═══ Listed entries

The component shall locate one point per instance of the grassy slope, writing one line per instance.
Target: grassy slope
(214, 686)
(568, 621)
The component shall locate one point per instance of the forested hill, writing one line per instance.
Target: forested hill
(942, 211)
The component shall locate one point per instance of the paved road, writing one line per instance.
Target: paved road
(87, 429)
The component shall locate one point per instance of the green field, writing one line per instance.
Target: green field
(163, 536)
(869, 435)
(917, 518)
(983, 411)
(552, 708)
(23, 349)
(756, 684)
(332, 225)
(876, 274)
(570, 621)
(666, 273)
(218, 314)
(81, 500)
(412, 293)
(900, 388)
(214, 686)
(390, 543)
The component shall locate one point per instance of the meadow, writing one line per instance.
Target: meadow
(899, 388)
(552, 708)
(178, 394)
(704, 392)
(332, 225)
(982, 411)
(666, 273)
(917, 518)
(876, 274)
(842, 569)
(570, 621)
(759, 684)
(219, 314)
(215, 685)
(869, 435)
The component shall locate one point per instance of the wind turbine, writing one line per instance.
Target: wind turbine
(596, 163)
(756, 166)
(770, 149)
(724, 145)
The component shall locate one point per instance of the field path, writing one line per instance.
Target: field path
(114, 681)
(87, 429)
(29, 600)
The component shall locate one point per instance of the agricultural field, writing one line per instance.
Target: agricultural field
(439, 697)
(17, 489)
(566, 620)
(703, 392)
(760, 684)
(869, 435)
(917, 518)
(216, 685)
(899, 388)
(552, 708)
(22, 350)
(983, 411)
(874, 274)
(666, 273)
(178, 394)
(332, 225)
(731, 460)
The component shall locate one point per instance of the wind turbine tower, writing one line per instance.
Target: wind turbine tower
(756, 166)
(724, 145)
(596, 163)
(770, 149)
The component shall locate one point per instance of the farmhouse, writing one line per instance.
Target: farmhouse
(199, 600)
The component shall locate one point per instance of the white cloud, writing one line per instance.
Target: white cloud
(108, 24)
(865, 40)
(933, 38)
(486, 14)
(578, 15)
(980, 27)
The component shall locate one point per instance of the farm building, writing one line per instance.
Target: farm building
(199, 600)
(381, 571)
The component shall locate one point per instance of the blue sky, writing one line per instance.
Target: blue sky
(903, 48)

══════
═══ Listed entries

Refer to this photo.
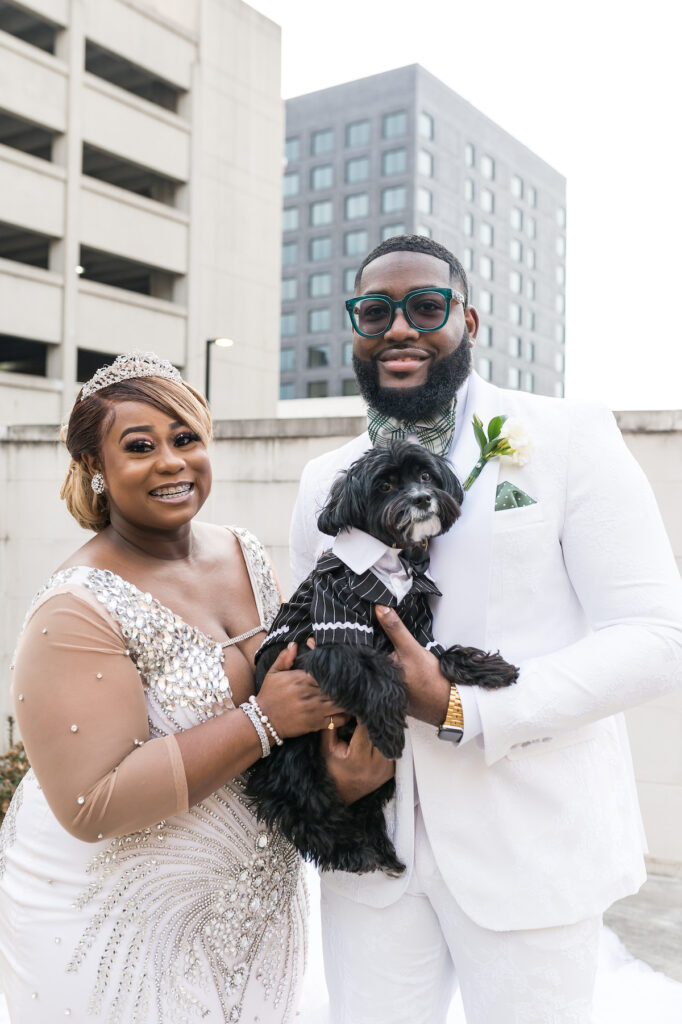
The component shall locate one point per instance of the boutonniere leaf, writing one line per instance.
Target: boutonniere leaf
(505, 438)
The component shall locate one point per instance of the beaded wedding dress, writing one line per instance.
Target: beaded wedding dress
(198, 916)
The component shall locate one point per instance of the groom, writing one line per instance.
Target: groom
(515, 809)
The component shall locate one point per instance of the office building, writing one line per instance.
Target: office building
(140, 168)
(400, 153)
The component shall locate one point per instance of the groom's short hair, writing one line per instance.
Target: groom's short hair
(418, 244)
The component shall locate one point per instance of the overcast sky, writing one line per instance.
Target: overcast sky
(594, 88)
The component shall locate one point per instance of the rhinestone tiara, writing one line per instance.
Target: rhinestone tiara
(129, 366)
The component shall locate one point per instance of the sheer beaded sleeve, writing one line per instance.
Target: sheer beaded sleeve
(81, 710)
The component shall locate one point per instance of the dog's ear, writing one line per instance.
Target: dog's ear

══════
═══ Listed entries

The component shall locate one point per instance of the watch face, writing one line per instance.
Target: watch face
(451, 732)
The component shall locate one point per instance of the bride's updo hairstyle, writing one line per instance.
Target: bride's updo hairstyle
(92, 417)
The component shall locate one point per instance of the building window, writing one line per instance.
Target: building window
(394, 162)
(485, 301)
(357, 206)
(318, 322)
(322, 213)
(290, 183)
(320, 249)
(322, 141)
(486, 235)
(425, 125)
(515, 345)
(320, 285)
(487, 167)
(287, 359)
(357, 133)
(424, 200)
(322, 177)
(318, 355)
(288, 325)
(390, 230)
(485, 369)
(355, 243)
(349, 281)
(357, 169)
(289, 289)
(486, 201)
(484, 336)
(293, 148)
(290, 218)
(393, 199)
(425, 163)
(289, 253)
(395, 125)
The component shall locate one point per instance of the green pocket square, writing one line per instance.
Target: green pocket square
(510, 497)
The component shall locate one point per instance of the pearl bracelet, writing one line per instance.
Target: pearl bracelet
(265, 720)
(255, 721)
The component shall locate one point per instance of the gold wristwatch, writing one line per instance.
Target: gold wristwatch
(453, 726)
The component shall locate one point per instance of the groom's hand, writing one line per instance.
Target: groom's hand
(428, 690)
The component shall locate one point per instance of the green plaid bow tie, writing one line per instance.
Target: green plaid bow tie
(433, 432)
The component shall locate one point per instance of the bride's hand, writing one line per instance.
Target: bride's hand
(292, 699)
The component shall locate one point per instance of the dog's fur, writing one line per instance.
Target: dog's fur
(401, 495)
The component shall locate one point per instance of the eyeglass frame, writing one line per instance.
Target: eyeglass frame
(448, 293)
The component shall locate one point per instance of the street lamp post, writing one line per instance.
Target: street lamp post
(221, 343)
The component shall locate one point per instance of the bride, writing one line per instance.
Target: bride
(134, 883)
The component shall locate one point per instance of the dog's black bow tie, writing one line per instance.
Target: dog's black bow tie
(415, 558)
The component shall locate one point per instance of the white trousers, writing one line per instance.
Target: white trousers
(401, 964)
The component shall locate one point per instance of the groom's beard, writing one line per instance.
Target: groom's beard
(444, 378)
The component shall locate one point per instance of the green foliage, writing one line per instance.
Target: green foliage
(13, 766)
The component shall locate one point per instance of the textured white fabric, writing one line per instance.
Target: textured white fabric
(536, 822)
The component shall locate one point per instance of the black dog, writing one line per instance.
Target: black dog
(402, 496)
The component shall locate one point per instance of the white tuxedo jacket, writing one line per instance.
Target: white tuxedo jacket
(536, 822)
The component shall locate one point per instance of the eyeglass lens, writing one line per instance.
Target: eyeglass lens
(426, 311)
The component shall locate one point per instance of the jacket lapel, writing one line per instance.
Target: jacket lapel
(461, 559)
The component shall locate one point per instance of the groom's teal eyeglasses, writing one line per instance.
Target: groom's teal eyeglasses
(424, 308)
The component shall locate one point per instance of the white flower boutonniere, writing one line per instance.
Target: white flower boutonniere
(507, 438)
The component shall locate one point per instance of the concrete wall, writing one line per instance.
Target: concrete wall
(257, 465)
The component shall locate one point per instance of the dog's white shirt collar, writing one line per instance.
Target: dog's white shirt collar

══════

▸ **What this task involves**
Retype, exactly and in full, the lines above from the one containing "Target: green field" through the one containing "farmhouse, writing one line per instance.".

▸ **Solution for this problem**
Target: green field
(163, 536)
(869, 435)
(917, 518)
(983, 411)
(552, 708)
(23, 349)
(756, 684)
(332, 225)
(876, 274)
(570, 621)
(666, 273)
(218, 314)
(81, 500)
(412, 293)
(900, 388)
(214, 686)
(390, 543)
The component shall locate one point per instance of the meadow, writing one line per instance.
Target: meadow
(899, 388)
(552, 708)
(178, 394)
(704, 392)
(332, 225)
(982, 411)
(666, 273)
(917, 518)
(876, 274)
(842, 569)
(570, 621)
(759, 684)
(219, 314)
(215, 685)
(869, 435)
The component shall locate one point per instance of the wind turbine, writing one line per instance.
Target: wind turbine
(596, 163)
(756, 166)
(770, 149)
(724, 145)
The component shall locate one point per instance of the field path, writing one line per instance.
Target: field path
(114, 681)
(87, 429)
(29, 600)
The component shall locate one point per instance of the agricultural field, writing one line per instance.
Target: agricultural field
(439, 697)
(17, 489)
(566, 620)
(703, 392)
(760, 684)
(869, 435)
(917, 518)
(216, 685)
(899, 388)
(552, 708)
(22, 350)
(983, 411)
(874, 274)
(666, 273)
(178, 394)
(332, 225)
(731, 460)
The component shall locate one point per instance of the wind turbine tower, writing one line per instance.
Target: wind turbine tower
(756, 166)
(724, 145)
(596, 163)
(770, 149)
The component shall locate one point per instance of the farmhouse, writing one line per instance.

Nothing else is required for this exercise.